The CREXX Assembler: Design Philosophy

Interface between a Rexx frontend and the CREXX VM

- Instruction set tailored for efficient VM execution
- Defining Characteristic: "Large Instructions"
  - Encapsulate complex, higher-level Rexx semantics in a single instruction
  - Example: A single instruction might perform a complex string function or arithmetic with implicit type handling
- Rationale: Optimizing Interpreter Performance
  - Fewer instruction fetch, decode, and dispatch cycles per high-level operation.
  - o Directly reduces instruction dispatch overhead.

Trade-off: Can increase complexity for future JIT/AOT compilation due to the "Semantic Gap" when targeting simpler IRs like LLVM.

LARGE INSTRUCTION FETCH

DECODE

DISPATCH

### The CREXX Virtual Machine: Interpreter Core



The heart of the execution environment

- Execution model based on a core loop: fetch, decode, execute.
  - Key Performance Focus: Instruction Dispatch
  - Employing "Threading" techniques (e.g., Direct or Indirect Threaded Code).
- Implemented using compiler extension, computed gotos (GCC/Clang).

Goal: Minimize the overhead associated with dispatching to the correct instruction handler.

- Reduces branching and improves branch predictor efficiency compared to a traditional switch statement.
- Aims to make the interpreter loop itself as fast as possible.

### Object Model and Data Representation

Supporting Rexx's dynamic typing and its single fundamental data type: the character string.

Includes the requirement for arbitrary-precision decimal arithmetic.

Unique Register Model: "Large Registers"

- Designed to hold complex data structures directly.
- Can contain "Child Registers," effectively acting as objects or structured data containers within the VM state.

Direct Representation of Rexx Stems:

- Mapping stem elements or substructures to child registers within a parent large register.
- Potential to avoid overhead of traditional implementations using external hash tables.

Numeric operations (e.g., using decNumber for arbitrary precision) can be integrated seamlessly via the plugin system.

The current object model is intrinsically linked to this large register/child register structure.



### The Plugin Architecture: Extensibility



Provides extensibility and customization without requiring modifications to the core VM source code.

Objectives
- 1) In the CREXX design notes, what compiler extension is used to implement the interpreter core?
- 2) Extend the CREXX design notes past their last line, carrying on the section on the plugin architecture.
The listing after the CREXX design notes is not needed for either task.

Information supplied
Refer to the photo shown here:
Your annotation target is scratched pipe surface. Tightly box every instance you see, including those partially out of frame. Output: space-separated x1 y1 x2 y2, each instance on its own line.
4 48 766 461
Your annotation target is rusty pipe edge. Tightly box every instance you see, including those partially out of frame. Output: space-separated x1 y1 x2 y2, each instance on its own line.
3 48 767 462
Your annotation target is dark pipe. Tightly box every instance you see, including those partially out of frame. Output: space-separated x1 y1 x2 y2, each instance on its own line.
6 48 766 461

Answers to the exercises
- 1) Computed gotos (GCC/Clang).

- 2)
Allows external modules to enhance or modify the VM's behavior dynamically.

### Two Primary Types

- Native Function Plugins: Seamlessly integrate functions written in native languages (C/C++). Leverage existing high-performance libraries.
- Instruction Implementation Plugins: Allow plugins to override the default implementation of specific CREXX assembler instructions. Example: Plugging in Mike Cowlishaw's decNumber library for arbitrary-precision arithmetic.

Offers remarkable flexibility, allowing core VM semantics (like arithmetic precision) to be customized or replaced.

Trade-off: Requires an indirection mechanism in the dispatch path, potentially introducing a small performance overhead compared to statically fixed instruction semantics. Signifies a design choice favoring flexibility.

### Performance Optimisation Deep Dive

The pursuit of high performance is a key factor in design choices, particularly the interplay between large instructions, large registers, and threaded dispatch.

#### Large Instructions and Registers:

- Represents a deliberate departure from common VM design philosophies.
- Primary Advantage: Reduction of interpreter overhead. Fewer steps per semantic task, operations potentially work directly on complex data in registers.
- Aims to maximize the performance of the interpreter execution mode.
- Trade-offs: Increase pressure on instruction cache, require more complex decoding. Present a "semantic gap" when targeting lower-level representations like LLVM IR. Prioritizes optimizing interpretation over simpler JIT mapping.

#### Instruction Dispatch ("Threading"):

- Optimizes the interpreter's main execution loop (e.g., using computed gotos).
- Eliminates large, multi-way branches, improving branch predictor efficiency.
- A well-established technique for maximizing pure interpreter speed.



### Comparative Analysis: CREXX in the VM Landscape



- Just-In-Time (JIT) Compilation: Translating bytecode/IR to native code at runtime. (Method-based, Tracing, Meta-tracing).
  - Garbage Collection (GC): Automatic memory management to minimize pause times and maximize throughput.
- Optimizations: Compiler optimizations like inlining, dead code elimination, type specialization, inline caching

CREXX's initial focus was on optimizing the interpreter phase, ompiLATIO whereas many modern high-performance VMs rely heavily on multi-tiered JIT compilation

Case Studies: High-Performance VMs (Selected)

**HotSpot JVM (Java):** Mature, robust. Features a sophisticated multi-tiered JIT (C1, C2), adaptive optimization, advanced GC. Excellent peak performance for long-running applications, but has warm-up time.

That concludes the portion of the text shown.